**Task requirements**.
[a] In the synth forum post, why does the writer still think the Omnisphere suggestion is a good idea? Answer in one to three sentences.
[b] List every course of action the synth forum post suggests to someone who has lost interest in their synth.
[c] Set down the stretch of the synth forum post from "Perhaps you'd also" through "for the insights.".

**Supplied text**.
────
Not to make assumptions about available monies, but disk space amounts to pennies, these days. And no, Omnisphere is not cheap. Although, in terms of it's size and flexibility it's value proposition makes it relatively cheap (imo).

Anyway, my suggestion was in context of somebody having fallen out of love with a 2000 quid synth. In that respect (presuming it actually would breathe new life into the Prophet and thus making good on your already considerable investment), I still think it's a good idea. The Prophet would make an excellent hybrid (as in MIDI + full, independant synth) controller, especially with Omnisphere's tight integration. It would be much tougher to recommend an Omnisphere owner to buy the Prophet as a controller, but the reverse is an easier sell. 

Still, it's not the only option. There are tons of other synths (hard and soft) that might give you what you are looking for.

Perhaps you'd also want to consider selling the DSI. You might find a decent Master keyboard and a couple of synths to be more inspirational. Maybe look into the MPE options that are available (controller and synth).


----------



## Marcus Millfield (Dec 11, 2020)

@el-bo : good points all. I think I really need to think about what I want out of the/a synth and go from there. Thanks for the insights.
────
**Record set**.
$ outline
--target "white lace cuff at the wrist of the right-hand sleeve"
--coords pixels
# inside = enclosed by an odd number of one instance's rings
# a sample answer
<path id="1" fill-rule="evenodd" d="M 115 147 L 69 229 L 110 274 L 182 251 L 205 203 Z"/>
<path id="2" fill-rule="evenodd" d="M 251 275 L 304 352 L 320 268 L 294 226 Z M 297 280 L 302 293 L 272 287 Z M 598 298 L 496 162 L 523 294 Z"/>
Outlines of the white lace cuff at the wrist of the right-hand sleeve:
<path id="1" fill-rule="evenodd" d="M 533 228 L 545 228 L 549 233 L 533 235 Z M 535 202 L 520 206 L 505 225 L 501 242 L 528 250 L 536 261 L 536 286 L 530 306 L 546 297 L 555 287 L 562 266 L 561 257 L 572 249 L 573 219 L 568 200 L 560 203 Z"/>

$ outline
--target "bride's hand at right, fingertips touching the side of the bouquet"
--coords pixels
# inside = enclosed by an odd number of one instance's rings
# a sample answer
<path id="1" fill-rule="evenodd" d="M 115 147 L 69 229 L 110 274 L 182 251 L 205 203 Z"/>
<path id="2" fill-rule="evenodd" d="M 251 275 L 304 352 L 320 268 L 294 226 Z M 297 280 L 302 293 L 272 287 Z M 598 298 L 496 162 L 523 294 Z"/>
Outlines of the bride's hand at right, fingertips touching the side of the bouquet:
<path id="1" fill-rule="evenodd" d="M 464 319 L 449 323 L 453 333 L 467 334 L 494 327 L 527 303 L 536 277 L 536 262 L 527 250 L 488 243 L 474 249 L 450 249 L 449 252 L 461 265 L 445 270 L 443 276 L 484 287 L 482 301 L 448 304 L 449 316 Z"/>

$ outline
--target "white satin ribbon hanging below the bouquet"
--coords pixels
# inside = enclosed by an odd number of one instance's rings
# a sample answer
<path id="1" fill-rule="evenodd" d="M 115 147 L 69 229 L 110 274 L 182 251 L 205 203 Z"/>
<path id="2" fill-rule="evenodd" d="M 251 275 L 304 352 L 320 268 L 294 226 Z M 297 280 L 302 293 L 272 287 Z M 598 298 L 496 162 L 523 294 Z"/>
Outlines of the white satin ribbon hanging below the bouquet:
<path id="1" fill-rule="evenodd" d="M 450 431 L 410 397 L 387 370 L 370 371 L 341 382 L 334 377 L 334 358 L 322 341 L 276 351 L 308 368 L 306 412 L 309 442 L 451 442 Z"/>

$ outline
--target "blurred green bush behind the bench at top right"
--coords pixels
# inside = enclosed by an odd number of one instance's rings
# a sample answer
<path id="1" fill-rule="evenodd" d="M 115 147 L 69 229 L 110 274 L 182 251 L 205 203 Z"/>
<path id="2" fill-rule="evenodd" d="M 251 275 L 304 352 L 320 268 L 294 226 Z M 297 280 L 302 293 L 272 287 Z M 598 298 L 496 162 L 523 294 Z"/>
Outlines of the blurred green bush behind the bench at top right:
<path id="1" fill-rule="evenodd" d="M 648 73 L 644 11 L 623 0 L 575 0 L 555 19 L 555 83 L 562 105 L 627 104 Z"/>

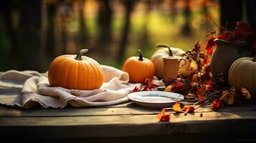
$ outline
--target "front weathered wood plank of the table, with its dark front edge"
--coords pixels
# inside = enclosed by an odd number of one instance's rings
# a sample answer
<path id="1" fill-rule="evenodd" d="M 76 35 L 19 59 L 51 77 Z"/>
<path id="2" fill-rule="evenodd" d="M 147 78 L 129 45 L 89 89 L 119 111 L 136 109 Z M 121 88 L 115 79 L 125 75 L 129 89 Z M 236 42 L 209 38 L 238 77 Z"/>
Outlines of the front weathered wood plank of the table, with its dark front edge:
<path id="1" fill-rule="evenodd" d="M 256 114 L 250 112 L 206 112 L 171 114 L 171 122 L 158 122 L 156 115 L 105 117 L 1 117 L 0 136 L 68 139 L 85 137 L 129 137 L 174 133 L 256 132 Z M 16 137 L 16 136 L 15 136 Z"/>

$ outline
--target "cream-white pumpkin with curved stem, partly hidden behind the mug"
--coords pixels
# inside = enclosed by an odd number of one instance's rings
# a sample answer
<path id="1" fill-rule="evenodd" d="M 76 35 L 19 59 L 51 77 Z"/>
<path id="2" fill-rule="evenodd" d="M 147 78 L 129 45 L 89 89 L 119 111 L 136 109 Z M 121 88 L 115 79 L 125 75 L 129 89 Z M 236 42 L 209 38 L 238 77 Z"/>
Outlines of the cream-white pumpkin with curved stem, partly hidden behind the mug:
<path id="1" fill-rule="evenodd" d="M 173 48 L 173 47 L 169 47 L 169 46 L 164 46 L 161 45 L 159 47 L 163 47 L 162 49 L 158 49 L 157 51 L 155 51 L 153 53 L 153 55 L 151 56 L 151 61 L 153 62 L 153 65 L 155 66 L 155 74 L 156 77 L 158 77 L 158 79 L 162 79 L 163 78 L 163 56 L 176 56 L 178 58 L 182 58 L 183 54 L 185 54 L 186 52 L 183 51 L 182 49 L 179 48 Z M 172 55 L 170 54 L 170 51 Z M 183 65 L 184 61 L 180 62 L 180 65 Z M 179 73 L 181 74 L 188 74 L 189 71 L 189 60 L 186 61 L 186 65 L 181 66 L 181 68 L 179 68 Z"/>

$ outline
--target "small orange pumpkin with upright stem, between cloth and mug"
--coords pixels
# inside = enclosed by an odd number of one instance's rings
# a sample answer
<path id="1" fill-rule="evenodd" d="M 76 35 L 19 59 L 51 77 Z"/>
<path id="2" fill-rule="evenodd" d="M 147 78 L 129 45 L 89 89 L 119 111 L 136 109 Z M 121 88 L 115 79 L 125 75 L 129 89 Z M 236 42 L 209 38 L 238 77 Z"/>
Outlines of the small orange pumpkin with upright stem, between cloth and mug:
<path id="1" fill-rule="evenodd" d="M 129 80 L 133 83 L 144 82 L 145 79 L 153 79 L 155 67 L 150 59 L 143 58 L 141 50 L 139 56 L 131 56 L 123 64 L 123 71 L 129 74 Z"/>

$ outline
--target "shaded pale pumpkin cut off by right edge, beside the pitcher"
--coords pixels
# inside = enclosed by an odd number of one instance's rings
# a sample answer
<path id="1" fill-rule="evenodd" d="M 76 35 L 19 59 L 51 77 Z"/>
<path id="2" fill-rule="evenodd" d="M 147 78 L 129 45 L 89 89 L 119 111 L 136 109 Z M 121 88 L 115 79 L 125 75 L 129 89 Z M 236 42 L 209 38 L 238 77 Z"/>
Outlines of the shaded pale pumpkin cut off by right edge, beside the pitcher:
<path id="1" fill-rule="evenodd" d="M 244 87 L 256 98 L 256 56 L 243 57 L 233 62 L 229 69 L 229 85 L 236 89 Z"/>

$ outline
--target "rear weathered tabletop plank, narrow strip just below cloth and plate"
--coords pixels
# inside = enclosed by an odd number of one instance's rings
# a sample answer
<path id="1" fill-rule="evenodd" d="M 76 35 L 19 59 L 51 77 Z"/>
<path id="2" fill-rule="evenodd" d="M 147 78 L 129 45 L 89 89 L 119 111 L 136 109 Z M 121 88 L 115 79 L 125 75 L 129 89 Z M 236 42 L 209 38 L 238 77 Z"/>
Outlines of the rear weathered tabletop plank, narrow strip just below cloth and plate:
<path id="1" fill-rule="evenodd" d="M 245 104 L 237 107 L 224 107 L 219 112 L 255 111 L 256 104 Z M 110 116 L 110 115 L 136 115 L 136 114 L 158 114 L 161 109 L 148 109 L 145 107 L 82 107 L 65 109 L 0 109 L 0 117 L 86 117 L 86 116 Z M 172 110 L 167 112 L 174 113 Z M 202 112 L 198 108 L 195 112 Z M 212 112 L 204 109 L 203 112 Z"/>

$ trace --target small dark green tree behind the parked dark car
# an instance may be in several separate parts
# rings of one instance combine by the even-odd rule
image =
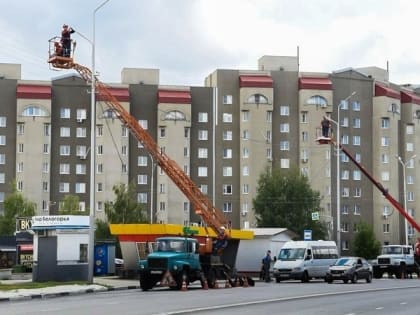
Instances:
[[[381,247],[373,228],[365,222],[359,223],[356,236],[353,239],[354,254],[366,259],[374,259],[380,254]]]

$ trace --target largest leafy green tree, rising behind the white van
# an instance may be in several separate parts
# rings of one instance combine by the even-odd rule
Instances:
[[[299,239],[304,230],[312,230],[313,239],[327,236],[326,224],[312,220],[312,212],[321,212],[319,192],[311,189],[297,168],[266,168],[258,180],[253,206],[259,227],[287,228]]]

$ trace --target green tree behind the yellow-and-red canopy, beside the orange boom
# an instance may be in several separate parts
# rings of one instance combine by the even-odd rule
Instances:
[[[112,190],[115,193],[113,202],[105,203],[105,214],[109,223],[145,223],[146,216],[143,206],[137,202],[135,186],[133,183],[129,185],[114,185]]]

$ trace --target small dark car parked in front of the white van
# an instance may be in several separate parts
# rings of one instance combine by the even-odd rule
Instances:
[[[332,283],[334,280],[342,280],[344,283],[351,281],[356,283],[359,279],[372,282],[373,268],[362,257],[341,257],[334,265],[331,265],[325,281]]]

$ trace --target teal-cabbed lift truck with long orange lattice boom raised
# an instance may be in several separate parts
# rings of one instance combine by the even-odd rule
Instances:
[[[57,70],[76,70],[87,83],[93,82],[101,100],[114,111],[122,124],[143,144],[155,163],[190,200],[195,213],[205,223],[205,228],[212,229],[211,234],[216,235],[216,238],[224,235],[223,239],[219,239],[221,246],[217,252],[213,250],[216,241],[214,236],[208,236],[203,243],[199,243],[199,238],[194,237],[196,231],[191,229],[186,230],[183,236],[157,238],[154,242],[156,250],[138,263],[141,288],[146,291],[159,283],[173,289],[184,289],[196,280],[199,280],[203,287],[213,288],[217,286],[218,279],[225,280],[229,286],[252,286],[252,278],[238,275],[235,271],[239,241],[231,237],[231,224],[223,213],[202,193],[184,170],[160,149],[151,135],[118,102],[110,89],[97,80],[90,69],[75,63],[73,54],[64,57],[56,53],[57,40],[57,37],[49,40],[50,66]]]

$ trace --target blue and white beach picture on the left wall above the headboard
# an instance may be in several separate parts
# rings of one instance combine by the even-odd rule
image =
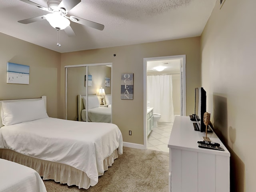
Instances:
[[[29,66],[7,62],[7,83],[29,84]]]

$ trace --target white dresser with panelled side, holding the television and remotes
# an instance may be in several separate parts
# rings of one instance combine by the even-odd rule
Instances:
[[[230,192],[230,153],[215,133],[207,136],[225,151],[199,148],[202,136],[189,117],[175,117],[168,143],[169,192]]]

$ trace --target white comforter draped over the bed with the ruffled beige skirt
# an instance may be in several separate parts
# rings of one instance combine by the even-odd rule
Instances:
[[[122,134],[111,123],[43,118],[0,128],[0,148],[73,166],[94,186],[103,160],[117,148],[122,154]]]

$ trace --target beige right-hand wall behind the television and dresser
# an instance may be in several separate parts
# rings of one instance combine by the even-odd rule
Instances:
[[[202,86],[214,128],[231,153],[232,192],[256,188],[255,7],[255,0],[217,4],[202,34]]]

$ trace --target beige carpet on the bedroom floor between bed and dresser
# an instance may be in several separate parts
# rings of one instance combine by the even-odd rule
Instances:
[[[89,189],[46,180],[48,192],[167,192],[169,153],[124,147],[114,164]]]

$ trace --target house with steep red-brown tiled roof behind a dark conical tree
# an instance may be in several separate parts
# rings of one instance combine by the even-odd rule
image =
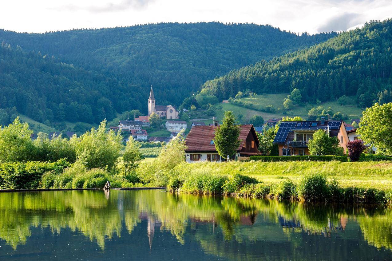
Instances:
[[[214,138],[215,130],[219,126],[194,126],[189,131],[185,139],[185,160],[189,163],[200,161],[225,161],[225,158],[219,156],[216,151]],[[240,125],[240,136],[238,140],[241,141],[238,147],[235,159],[238,157],[249,157],[257,155],[259,146],[259,139],[253,125]]]

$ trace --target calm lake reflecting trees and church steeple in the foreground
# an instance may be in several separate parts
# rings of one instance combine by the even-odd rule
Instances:
[[[391,260],[392,210],[163,190],[0,193],[0,260]]]

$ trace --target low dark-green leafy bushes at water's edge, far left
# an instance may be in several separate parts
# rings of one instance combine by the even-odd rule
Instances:
[[[64,159],[55,162],[27,161],[0,164],[0,188],[28,189],[38,188],[45,172],[59,174],[69,166]]]

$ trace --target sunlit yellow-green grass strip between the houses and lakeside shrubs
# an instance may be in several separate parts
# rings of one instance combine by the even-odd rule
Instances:
[[[289,178],[298,182],[303,176],[320,173],[336,178],[343,187],[392,189],[392,162],[229,162],[184,163],[181,169],[189,174],[231,175],[240,173],[266,183],[280,183]],[[191,165],[189,165],[191,164]]]

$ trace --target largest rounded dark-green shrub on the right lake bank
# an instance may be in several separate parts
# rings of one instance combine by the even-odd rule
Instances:
[[[327,198],[327,177],[321,174],[305,176],[298,184],[298,197],[303,200],[321,201]]]

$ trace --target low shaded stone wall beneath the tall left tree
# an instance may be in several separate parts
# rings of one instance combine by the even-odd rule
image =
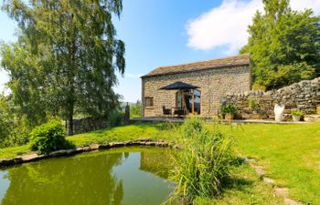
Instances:
[[[73,119],[73,134],[85,133],[100,128],[108,128],[108,123],[104,119],[79,118]],[[66,130],[69,130],[69,121],[67,121]],[[69,135],[69,133],[67,133]]]

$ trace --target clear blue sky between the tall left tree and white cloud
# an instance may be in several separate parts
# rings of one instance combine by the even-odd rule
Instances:
[[[123,15],[117,22],[118,36],[126,45],[126,74],[115,90],[124,100],[141,95],[140,76],[155,67],[175,65],[217,56],[217,50],[200,51],[187,46],[187,22],[220,1],[124,0]]]

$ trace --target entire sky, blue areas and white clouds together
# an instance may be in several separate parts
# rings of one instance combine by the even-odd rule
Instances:
[[[292,0],[294,10],[320,0]],[[114,90],[125,102],[141,98],[141,76],[160,66],[233,56],[247,43],[247,28],[261,0],[123,0],[120,19],[113,19],[126,47],[126,70]],[[16,23],[0,11],[0,40],[16,41]],[[8,75],[0,67],[0,91]]]

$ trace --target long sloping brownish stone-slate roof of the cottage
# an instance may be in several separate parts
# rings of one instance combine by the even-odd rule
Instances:
[[[221,67],[237,67],[237,66],[249,66],[250,56],[248,54],[239,56],[228,56],[218,59],[211,59],[206,61],[199,61],[188,64],[181,64],[169,67],[157,67],[150,73],[144,75],[144,77],[164,76],[177,73],[195,72],[199,70],[221,68]]]

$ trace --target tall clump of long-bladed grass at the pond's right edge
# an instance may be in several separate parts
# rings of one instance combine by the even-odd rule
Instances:
[[[192,204],[197,198],[219,195],[230,177],[234,159],[231,139],[219,131],[208,131],[202,118],[187,119],[181,134],[183,149],[176,154],[171,179],[177,182],[171,200]]]

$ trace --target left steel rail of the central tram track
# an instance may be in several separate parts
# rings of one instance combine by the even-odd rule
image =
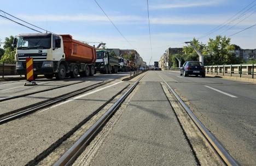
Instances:
[[[143,76],[142,76],[143,77]],[[104,124],[110,119],[114,112],[119,108],[121,103],[124,102],[127,96],[135,89],[136,85],[141,80],[140,77],[131,88],[129,88],[124,95],[122,95],[108,110],[104,113],[100,119],[98,119],[94,125],[92,125],[88,131],[86,131],[82,137],[80,137],[74,145],[71,146],[60,158],[54,163],[54,166],[69,165],[74,162],[74,160],[80,155],[86,145],[90,142],[92,138],[101,130]]]

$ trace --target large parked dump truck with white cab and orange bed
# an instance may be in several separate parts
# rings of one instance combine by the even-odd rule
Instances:
[[[93,76],[96,48],[72,39],[71,35],[51,33],[18,36],[16,71],[26,75],[26,58],[33,58],[33,73],[46,78],[63,79],[71,76]]]

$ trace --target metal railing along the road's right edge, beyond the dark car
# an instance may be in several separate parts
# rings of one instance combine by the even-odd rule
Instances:
[[[170,68],[169,70],[179,71],[180,67]],[[217,76],[254,78],[255,71],[256,65],[254,64],[205,66],[205,72],[207,74]]]

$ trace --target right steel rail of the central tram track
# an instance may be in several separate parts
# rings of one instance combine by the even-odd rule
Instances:
[[[238,166],[239,164],[235,161],[235,159],[229,154],[229,152],[220,144],[218,139],[213,136],[213,134],[207,130],[207,128],[202,124],[202,122],[196,117],[196,115],[192,112],[191,109],[183,102],[181,97],[177,95],[177,93],[168,85],[168,83],[160,76],[162,81],[166,84],[168,89],[171,91],[171,93],[176,97],[178,102],[182,105],[182,107],[185,109],[187,114],[190,116],[190,118],[193,120],[196,127],[201,132],[202,136],[206,139],[206,141],[212,146],[213,150],[216,151],[216,153],[219,155],[219,157],[222,159],[222,161],[226,165],[232,165],[232,166]]]

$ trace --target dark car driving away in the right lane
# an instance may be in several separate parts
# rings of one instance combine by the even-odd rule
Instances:
[[[205,77],[205,67],[201,62],[198,61],[188,61],[181,67],[181,76],[187,77],[189,75],[202,76]]]

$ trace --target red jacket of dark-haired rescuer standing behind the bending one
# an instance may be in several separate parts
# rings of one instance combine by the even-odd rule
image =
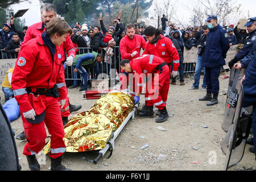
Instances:
[[[166,38],[163,35],[160,35],[158,42],[155,44],[151,44],[147,42],[145,51],[143,55],[156,55],[161,57],[167,64],[174,64],[174,71],[178,71],[180,66],[179,61],[179,53],[172,43],[171,39]]]

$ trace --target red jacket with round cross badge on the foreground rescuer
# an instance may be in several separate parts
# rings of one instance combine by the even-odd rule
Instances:
[[[45,109],[40,96],[27,93],[28,87],[31,87],[32,92],[36,92],[36,88],[50,89],[57,84],[60,100],[67,98],[60,47],[56,46],[55,51],[53,62],[51,52],[44,45],[42,36],[23,44],[11,80],[14,97],[22,112],[34,109],[38,115]]]

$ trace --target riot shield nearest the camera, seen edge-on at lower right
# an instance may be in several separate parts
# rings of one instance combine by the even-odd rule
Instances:
[[[228,133],[221,144],[222,151],[226,154],[224,169],[228,170],[229,167],[234,166],[241,161],[245,151],[246,139],[249,137],[252,117],[246,114],[246,110],[242,113],[243,90],[241,86],[241,78],[244,71],[240,71],[237,83],[237,89],[231,90],[230,99],[233,101],[229,103],[236,105],[236,111],[233,121],[229,127]],[[239,91],[238,91],[239,90]],[[234,106],[232,105],[232,106]]]

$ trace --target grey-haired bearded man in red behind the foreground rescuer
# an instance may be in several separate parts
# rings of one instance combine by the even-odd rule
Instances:
[[[32,24],[28,27],[26,36],[24,37],[24,41],[20,44],[20,50],[22,50],[23,45],[31,39],[36,38],[38,35],[42,35],[43,32],[46,30],[47,24],[57,16],[55,6],[52,3],[45,3],[41,6],[41,18],[42,22]],[[60,45],[61,47],[61,63],[65,61],[65,64],[71,66],[73,63],[73,59],[75,58],[76,52],[71,41],[70,36],[67,36],[66,40]],[[65,51],[67,52],[67,60],[65,60]],[[64,69],[64,66],[61,67]],[[64,71],[63,77],[65,78]],[[67,89],[67,86],[65,86]],[[68,92],[68,89],[67,89]],[[63,119],[63,124],[65,125],[68,122],[68,116],[70,113],[81,109],[81,105],[72,105],[69,103],[69,99],[67,97],[65,106],[61,109],[61,116]],[[16,139],[24,140],[24,132],[19,134]]]

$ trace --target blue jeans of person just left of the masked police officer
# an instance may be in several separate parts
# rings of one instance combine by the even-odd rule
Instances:
[[[199,88],[200,75],[201,75],[202,69],[203,69],[203,60],[202,60],[202,56],[197,56],[197,60],[196,60],[196,72],[195,72],[195,75],[194,75],[195,82],[193,83],[193,86],[194,86],[195,88]],[[204,73],[205,73],[205,68],[204,68]],[[207,88],[205,76],[204,76],[204,79],[203,79],[202,87]]]

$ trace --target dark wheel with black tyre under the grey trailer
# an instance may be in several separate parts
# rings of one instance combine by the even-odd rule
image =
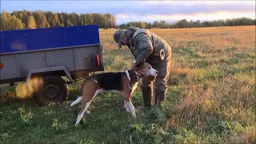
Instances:
[[[58,76],[42,78],[43,84],[33,94],[39,106],[46,106],[50,102],[64,102],[69,94],[66,82]]]

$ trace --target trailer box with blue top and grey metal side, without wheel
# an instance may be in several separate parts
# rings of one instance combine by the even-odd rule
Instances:
[[[0,36],[0,83],[28,80],[31,71],[60,67],[70,74],[58,75],[73,79],[104,70],[98,25],[2,30]]]

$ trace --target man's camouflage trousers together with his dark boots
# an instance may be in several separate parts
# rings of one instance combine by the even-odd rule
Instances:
────
**Answers**.
[a] The writer thinks it could breathe new life into the Prophet, a 2000-quid synth the person had fallen out of love with, and so make good on the large sum already spent. The Prophet would also make an excellent hybrid controller, being both a MIDI controller and a full, independent synth, especially given Omnisphere's tight integration.

[b]
- Get Omnisphere and use the Prophet as a hybrid controller for it
- Try other synths, hardware or software, that might give what they are looking for
- Sell the DSI
- Get a decent master keyboard and a couple of synths instead
- Look into the MPE options available, both controllers and synths

[c]
Perhaps you'd also want to consider selling the DSI. You might find a decent Master keyboard and a couple of synths to be more inspirational. Maybe look into the MPE options that are available (controller and synth).


----------



## Marcus Millfield (Dec 11, 2020)

@el-bo : good points all. I think I really need to think about what I want out of the/a synth and go from there. Thanks for the insights.